TASK 1: List every statute or administrative code provision cited by section number in the post on carpet cleaning charges for tenants.
TASK 2: Transcribe the part of the post on carpet cleaning charges for tenants that opens with the words containing "The key questions" and closes with "Stats. sec. 704.07(2)?".

Posts Tagged Security Deposits

Attorney General States That A Tenant Can Be Required To Pay For Carpet Cleaning Upon Vacating

It is not often that I get to report good news for landlords, so when the opportunity arises I am especially happy to do so.  Today is one of those times.  Earlier today the Wisconsin Attorney General issued a formal legal opinion that states that it is legal for a residential landlord in Wisconsin to require an outgoing tenant to pay to have the carpet in the unit professionally cleaned and to include such a provision in the rental agreement.

It is well known that in Wisconsin a residential landlord cannot withhold the costs of having the carpet professionally cleaned from a tenant’s security deposit.  Wisconsin Administrative Code, ATCP 134.06(3)(c) states that landlords are prohibited from withholding from a security deposits for “normal wear and tear.”  The Note to this administrative code provision states that carpet cleaning is an example of an impermissible basis for withholding a tenant’s security deposit.

What had been unclear until now, is whether or not a landlord could make a tenant pay for the cost to have the carpet professionally cleaned upon vacating and to include such a provision in the rental agreement.  I have personally experienced both courts that held that a landlord could charge a tenant for professional carpet cleaning and others that would not.  Additionally, some judges and court commissioners felt that including a provision in a residential rental agreement requiring a tenant to pay to have the carpeting professionally cleaned upon vacating renders the rental agreement void.

Wisconsin landlords are now on solid ground in knowing that they can require a tenant to pay to have the carpets professionally cleaned upon vacating and that they can include such a provision in their rental agreement.

The key questions and answers from the formal opinion are set forth below:

QUESTION 1:  Based on current law, does routine carpet cleaning at the end of a tenancy fall within the landlord’s duty to keep the premises “in a reasonable state of repair” as prescribed by Wis. Stats. sec. 704.07(2)?

ANSWER:  No, a landlord’s duty to keep the premises in a reasonable state of repair does not encompass routine carpet cleaning.

QUESTION 2:  Would a provision requiring the tenant to pay for professional carpet cleaning, in the absence of negligence or improper use by the tenant, render a rental agreement void under Wis. Stats. sec. 704.44(8)?

ANSWER:  No, because routine carpet cleaning is not a statutorily-imposed obligation of a landlord, assigning this responsibility to a tenant through a contractual provision does not render a rental agreement void.

Source data:
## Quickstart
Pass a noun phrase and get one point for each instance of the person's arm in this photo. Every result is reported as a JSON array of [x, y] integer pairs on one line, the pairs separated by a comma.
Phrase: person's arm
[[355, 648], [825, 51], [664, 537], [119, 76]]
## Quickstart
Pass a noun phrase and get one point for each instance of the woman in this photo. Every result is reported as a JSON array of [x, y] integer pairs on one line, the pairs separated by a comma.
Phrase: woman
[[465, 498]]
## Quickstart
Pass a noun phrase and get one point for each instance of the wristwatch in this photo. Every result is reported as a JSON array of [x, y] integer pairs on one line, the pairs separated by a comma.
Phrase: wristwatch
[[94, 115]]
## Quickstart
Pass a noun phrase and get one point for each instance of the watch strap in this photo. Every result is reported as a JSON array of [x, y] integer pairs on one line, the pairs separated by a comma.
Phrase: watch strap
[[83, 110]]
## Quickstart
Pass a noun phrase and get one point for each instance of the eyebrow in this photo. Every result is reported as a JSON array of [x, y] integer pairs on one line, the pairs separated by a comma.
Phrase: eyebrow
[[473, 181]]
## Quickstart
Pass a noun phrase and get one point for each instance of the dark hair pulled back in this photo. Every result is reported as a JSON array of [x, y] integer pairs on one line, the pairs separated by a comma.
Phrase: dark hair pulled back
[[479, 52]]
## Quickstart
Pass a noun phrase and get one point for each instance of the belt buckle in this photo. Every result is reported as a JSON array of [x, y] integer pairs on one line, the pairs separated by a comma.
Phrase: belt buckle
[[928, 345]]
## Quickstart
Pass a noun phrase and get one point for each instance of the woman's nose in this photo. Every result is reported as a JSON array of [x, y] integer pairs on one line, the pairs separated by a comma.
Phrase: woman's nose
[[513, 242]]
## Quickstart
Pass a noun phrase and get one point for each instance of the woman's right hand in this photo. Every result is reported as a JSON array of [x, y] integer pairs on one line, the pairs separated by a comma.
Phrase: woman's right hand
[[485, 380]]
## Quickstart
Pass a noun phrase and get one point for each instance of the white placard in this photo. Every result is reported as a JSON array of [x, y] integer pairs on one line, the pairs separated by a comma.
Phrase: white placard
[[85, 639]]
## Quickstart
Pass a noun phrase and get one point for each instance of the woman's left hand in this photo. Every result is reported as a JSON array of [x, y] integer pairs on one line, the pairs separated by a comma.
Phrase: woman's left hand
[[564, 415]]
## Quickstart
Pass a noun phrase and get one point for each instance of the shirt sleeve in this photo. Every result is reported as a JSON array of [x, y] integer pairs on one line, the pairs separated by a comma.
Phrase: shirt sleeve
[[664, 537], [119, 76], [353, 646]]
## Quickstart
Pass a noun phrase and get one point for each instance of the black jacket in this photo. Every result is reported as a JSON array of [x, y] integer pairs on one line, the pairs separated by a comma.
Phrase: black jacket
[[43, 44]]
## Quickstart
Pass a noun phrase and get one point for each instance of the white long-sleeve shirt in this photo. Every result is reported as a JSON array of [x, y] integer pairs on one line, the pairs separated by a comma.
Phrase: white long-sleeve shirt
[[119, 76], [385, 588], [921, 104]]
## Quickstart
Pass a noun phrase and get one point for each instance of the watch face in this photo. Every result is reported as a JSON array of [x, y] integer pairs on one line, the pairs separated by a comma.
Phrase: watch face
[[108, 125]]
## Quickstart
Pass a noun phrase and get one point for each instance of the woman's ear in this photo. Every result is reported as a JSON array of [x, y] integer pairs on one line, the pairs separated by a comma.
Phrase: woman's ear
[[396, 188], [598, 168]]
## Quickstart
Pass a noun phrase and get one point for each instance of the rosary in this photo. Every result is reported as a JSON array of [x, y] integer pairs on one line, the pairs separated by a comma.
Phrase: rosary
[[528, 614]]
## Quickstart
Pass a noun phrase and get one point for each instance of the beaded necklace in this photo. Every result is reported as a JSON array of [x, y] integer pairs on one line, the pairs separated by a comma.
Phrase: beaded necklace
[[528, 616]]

TASK RESULT 1:
- Wisconsin Administrative Code, ATCP 134.06(3)(c)
- Wis. Stats. sec. 704.07(2)
- Wis. Stats. sec. 704.44(8)

TASK RESULT 2:
The key questions and answers from the formal opinion are set forth below:

QUESTION 1:  Based on current law, does routine carpet cleaning at the end of a tenancy fall within the landlord’s duty to keep the premises “in a reasonable state of repair” as prescribed by Wis. Stats. sec. 704.07(2)?